**Text to read:**
▬▬▬▬▬▬
Defining the Algorithm
We first define the dataset by creating a new class in the datasets module. In this example we will add flat_MNIST which is the MNIST dataset, but the image is fed to a sequential model pixel by pixel and the environments are different orders of the pixels.
First let’s define the dataset class and its init method.
class flat_MNIST(Multi_Domain_Dataset):
""" Class for flat MNIST dataset
Each sample is a sequence of 784 pixels.
The task is to predict the digit
Args:
flags (argparse.Namespace): argparse of training arguments
Note:
The MNIST dataset needs to be downloaded, this is automaticaly done if the dataset isn't in the given data_path
"""
## Dataset parameters
SETUP = 'seq'
TASK = 'classification'
SEQ_LEN = 28*28
PRED_TIME = [783]
INPUT_SHAPE = [1]
OUTPUT_SIZE = 10
## Environment parameters
ENVS = ['forwards', 'backwards', 'scrambled']
SWEEP_ENVS = list(range(len(ENVS)))
▬▬▬▬▬▬
**Data section:**
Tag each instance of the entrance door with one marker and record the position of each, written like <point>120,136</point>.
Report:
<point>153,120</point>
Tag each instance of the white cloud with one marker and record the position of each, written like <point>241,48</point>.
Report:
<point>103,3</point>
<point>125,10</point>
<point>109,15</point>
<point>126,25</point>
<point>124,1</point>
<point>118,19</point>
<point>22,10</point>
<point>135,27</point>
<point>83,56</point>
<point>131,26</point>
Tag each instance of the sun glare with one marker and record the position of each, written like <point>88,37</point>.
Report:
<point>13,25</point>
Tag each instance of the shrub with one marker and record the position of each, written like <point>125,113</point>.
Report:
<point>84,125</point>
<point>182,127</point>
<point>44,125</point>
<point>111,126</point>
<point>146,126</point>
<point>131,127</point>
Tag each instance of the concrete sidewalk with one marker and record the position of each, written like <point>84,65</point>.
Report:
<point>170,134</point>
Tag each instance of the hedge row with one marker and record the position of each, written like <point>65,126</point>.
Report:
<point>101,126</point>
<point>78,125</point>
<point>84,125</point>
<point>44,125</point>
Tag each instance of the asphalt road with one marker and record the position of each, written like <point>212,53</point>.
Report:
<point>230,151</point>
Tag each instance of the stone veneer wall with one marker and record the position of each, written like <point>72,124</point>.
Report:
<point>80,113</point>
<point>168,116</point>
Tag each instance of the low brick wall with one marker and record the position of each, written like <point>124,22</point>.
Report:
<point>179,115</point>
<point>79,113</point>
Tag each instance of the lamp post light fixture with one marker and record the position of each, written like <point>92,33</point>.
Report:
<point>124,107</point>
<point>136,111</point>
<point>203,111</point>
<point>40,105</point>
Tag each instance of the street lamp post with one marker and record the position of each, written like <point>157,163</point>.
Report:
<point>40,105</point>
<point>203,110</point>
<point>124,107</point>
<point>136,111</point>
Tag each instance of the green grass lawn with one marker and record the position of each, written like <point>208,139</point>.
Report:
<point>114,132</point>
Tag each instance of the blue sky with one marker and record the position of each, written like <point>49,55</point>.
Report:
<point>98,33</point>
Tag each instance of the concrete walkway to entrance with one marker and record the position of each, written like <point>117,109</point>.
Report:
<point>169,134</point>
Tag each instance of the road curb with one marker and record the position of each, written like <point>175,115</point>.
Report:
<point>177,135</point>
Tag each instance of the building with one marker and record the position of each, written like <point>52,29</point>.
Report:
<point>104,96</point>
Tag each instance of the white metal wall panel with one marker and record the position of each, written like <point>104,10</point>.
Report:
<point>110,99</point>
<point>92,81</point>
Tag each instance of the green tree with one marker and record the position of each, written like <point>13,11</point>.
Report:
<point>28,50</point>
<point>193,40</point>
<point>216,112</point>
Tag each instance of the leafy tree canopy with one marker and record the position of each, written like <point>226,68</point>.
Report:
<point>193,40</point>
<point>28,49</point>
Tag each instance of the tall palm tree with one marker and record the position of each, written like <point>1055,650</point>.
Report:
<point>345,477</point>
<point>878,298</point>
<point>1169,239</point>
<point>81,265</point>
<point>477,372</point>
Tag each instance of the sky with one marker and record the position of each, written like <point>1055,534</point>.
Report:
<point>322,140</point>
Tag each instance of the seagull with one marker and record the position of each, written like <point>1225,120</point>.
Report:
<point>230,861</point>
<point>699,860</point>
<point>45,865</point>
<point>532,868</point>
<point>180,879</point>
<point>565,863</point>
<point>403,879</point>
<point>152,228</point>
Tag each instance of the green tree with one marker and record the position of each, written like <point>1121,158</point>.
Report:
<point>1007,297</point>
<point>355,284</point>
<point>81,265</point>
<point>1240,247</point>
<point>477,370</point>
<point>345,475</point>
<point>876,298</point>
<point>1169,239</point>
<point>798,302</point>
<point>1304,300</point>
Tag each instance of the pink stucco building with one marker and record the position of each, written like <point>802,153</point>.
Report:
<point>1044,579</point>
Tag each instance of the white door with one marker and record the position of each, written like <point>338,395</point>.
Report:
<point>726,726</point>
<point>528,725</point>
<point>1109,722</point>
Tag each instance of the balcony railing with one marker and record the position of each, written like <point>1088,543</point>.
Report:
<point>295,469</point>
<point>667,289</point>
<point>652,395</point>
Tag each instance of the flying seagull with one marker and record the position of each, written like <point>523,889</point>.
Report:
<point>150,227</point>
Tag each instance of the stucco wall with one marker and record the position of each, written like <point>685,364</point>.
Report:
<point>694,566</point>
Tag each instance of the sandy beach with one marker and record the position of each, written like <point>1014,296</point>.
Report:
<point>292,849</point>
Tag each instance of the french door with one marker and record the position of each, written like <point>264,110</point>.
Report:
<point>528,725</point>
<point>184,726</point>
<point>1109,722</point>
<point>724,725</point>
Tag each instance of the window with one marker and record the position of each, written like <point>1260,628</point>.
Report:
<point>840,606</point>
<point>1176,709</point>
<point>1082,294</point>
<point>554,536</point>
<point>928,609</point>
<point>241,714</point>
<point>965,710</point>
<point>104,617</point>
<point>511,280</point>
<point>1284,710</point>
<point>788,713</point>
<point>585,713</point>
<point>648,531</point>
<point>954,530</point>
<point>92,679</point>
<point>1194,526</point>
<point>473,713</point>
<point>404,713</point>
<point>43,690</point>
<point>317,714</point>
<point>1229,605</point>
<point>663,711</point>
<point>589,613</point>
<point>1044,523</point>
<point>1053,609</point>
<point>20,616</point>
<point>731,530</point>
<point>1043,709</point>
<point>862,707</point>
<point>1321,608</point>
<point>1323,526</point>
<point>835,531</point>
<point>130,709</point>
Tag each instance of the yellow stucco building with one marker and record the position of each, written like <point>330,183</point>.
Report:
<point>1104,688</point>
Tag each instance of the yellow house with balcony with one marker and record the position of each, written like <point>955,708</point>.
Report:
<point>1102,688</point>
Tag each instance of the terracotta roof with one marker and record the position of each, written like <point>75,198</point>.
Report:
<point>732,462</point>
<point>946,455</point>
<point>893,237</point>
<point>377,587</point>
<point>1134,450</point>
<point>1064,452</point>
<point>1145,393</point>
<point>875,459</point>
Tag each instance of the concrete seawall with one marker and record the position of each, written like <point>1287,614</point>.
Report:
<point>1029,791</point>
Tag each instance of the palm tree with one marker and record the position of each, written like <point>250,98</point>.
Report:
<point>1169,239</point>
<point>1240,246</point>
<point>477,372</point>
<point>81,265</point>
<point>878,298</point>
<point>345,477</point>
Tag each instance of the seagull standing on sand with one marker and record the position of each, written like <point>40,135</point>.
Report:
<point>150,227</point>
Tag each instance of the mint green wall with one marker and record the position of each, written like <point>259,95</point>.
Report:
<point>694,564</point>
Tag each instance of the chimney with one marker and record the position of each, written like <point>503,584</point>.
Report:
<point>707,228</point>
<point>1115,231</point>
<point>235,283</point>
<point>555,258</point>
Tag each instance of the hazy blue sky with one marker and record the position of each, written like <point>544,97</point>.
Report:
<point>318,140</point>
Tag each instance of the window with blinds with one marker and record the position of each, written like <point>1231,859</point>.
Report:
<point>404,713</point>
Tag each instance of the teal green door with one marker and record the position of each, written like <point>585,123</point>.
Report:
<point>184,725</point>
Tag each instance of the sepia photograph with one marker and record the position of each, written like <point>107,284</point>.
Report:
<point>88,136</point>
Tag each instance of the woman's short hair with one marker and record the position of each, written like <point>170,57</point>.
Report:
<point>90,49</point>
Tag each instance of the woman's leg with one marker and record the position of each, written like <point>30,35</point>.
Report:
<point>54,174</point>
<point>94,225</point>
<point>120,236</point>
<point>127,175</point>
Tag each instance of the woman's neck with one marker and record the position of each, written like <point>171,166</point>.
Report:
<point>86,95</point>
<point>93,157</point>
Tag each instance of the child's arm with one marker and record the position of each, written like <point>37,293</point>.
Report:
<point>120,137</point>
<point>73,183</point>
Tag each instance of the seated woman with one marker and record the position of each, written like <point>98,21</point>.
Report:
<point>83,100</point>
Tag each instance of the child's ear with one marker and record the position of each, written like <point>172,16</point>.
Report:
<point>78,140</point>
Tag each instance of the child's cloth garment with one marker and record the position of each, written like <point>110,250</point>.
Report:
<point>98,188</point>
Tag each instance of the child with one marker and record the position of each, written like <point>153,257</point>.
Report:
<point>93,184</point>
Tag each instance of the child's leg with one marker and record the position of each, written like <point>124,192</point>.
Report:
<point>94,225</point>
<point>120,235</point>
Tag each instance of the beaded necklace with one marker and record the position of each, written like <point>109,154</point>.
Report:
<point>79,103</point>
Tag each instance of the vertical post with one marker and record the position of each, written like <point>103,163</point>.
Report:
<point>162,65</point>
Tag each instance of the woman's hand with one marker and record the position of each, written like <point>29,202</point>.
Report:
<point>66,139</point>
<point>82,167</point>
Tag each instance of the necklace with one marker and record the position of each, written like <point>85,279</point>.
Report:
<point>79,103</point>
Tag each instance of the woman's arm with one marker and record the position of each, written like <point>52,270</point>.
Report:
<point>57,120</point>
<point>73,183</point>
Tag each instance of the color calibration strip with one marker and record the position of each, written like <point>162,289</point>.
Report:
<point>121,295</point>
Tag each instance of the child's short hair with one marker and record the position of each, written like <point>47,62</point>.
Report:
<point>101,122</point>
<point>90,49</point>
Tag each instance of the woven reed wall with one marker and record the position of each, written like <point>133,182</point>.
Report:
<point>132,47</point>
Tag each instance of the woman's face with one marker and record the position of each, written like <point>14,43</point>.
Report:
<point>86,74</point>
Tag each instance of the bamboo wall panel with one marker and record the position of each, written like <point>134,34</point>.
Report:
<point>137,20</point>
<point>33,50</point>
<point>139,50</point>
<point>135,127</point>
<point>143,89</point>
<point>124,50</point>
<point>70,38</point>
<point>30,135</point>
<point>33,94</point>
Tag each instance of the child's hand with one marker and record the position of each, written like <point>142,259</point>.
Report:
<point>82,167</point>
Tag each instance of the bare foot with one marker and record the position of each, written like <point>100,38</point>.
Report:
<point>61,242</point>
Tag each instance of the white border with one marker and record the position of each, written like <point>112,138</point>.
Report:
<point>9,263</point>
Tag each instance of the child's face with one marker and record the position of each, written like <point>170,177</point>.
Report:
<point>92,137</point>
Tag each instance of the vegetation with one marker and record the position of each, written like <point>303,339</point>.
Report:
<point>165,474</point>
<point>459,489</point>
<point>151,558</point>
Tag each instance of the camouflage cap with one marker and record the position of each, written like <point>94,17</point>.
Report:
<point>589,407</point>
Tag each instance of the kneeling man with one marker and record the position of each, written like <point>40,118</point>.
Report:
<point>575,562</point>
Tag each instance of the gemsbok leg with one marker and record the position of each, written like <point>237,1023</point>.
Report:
▬▬▬▬▬▬
**Challenges:**
a – Answer these from the flat MNIST text:
(i) How many pixels make up each sample?
(ii) What three environments does ENVS list?
(iii) In which module is the new dataset class created?
b – Print the passage of the flat MNIST text that starts at the words "Defining the Algorithm" and stops after "its init method.".
The records have no connection to the flat MNIST text.

**Responses in order:**
a –
(i) 784
(ii) forwards, backwards, scrambled
(iii) the datasets module

b –
Defining the Algorithm
We first define the dataset by creating a new class in the datasets module. In this example we will add flat_MNIST which is the MNIST dataset, but the image is fed to a sequential model pixel by pixel and the environments are different orders of the pixels.
First let’s define the dataset class and its init method.